-- start of Source text --
By “polyurethanes” are meant, in a broad sense, polymeric substances in which repeating units are linked to one another by urethane moieties —NH—CO—O—. The polyurethanes are preferably thermoplastic polyurethanes; more particularly polyester-based thermoplastic polyurethanes, based on aliphatic and/or aromatic polyesters; for example, thermoplastic polyurethanes terminated with hydroxy-aromatics. The polyurethanes may of course be linked to one another by crosslinkers, examples being isocyanate crosslinkers.

The synthetic rubbers encompass, in particular, AB and ABA block copolymers, and also star and radical block copolymers. The synthetic rubbers very preferably are elastomeric block copolymers with a rubberlike middle block and end blocks of high glass transition temperature. Suitable synthetic rubbers include, for example, types with unsaturated rubberlike fraction such as styrene-butadiene-styrene (SBS) and styrene-isoprene-styrene (SIS) block copolymers; likewise encompassed are types with saturated olefin rubber middle block, examples being styrene-ethylene-butadiene-styrene (SEBS) and styrene-ethylene-propylene-styrene (SEPS) block copolymers.
-- end of Source text --
According to the polymer passage, what moieties link the repeating units of polyurethanes?
-- start of Extracted data --
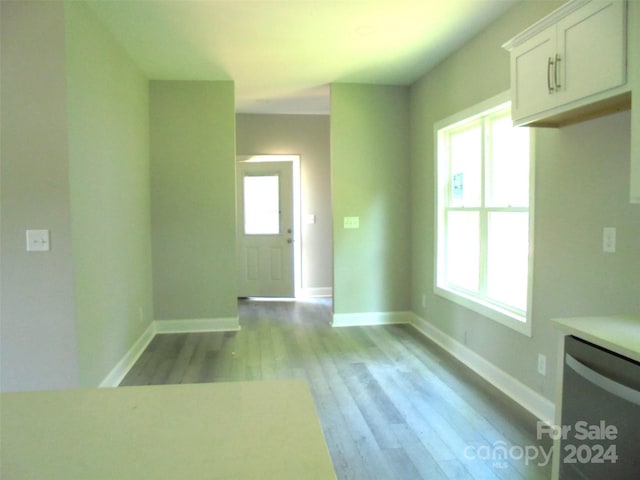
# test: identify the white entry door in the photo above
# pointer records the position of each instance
(265, 229)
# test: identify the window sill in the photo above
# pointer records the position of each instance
(509, 319)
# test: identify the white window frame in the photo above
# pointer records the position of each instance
(517, 320)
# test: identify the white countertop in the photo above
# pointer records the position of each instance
(242, 430)
(618, 333)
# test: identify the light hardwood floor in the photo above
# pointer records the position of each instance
(391, 403)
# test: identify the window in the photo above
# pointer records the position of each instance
(484, 220)
(262, 205)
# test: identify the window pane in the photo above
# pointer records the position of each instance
(463, 249)
(508, 164)
(507, 258)
(465, 167)
(261, 205)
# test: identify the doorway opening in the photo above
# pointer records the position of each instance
(268, 226)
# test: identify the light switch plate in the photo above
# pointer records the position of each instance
(351, 222)
(38, 241)
(609, 240)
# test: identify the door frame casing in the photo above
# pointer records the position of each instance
(296, 190)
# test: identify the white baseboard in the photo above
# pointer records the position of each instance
(121, 369)
(223, 324)
(370, 318)
(538, 405)
(315, 292)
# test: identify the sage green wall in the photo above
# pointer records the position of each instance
(582, 176)
(37, 320)
(307, 136)
(370, 179)
(108, 111)
(193, 199)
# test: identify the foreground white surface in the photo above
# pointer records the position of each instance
(242, 430)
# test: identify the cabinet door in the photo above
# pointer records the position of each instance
(532, 75)
(592, 50)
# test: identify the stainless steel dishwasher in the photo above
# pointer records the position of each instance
(600, 414)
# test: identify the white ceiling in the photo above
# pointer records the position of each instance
(283, 54)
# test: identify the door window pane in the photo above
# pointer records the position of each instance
(507, 258)
(262, 205)
(463, 249)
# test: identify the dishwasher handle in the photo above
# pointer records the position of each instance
(605, 383)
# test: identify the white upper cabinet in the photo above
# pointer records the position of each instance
(571, 64)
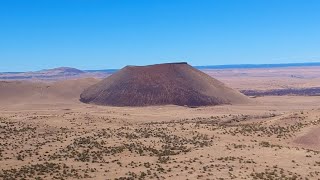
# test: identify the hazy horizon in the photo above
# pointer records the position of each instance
(111, 34)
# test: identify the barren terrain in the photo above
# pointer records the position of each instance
(48, 134)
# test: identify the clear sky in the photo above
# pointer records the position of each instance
(94, 34)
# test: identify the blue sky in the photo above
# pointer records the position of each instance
(93, 34)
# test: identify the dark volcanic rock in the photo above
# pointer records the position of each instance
(161, 84)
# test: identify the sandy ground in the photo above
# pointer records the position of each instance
(50, 136)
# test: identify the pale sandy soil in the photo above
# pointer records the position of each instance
(49, 134)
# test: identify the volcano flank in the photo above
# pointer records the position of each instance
(161, 84)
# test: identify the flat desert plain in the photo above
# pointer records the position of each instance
(46, 133)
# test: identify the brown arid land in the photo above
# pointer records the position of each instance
(47, 133)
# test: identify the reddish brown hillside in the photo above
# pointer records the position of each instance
(162, 84)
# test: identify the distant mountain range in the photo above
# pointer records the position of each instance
(68, 72)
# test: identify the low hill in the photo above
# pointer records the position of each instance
(161, 84)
-- end of Extracted data --
Exercise answer:
Urethane moieties, —NH—CO—O—.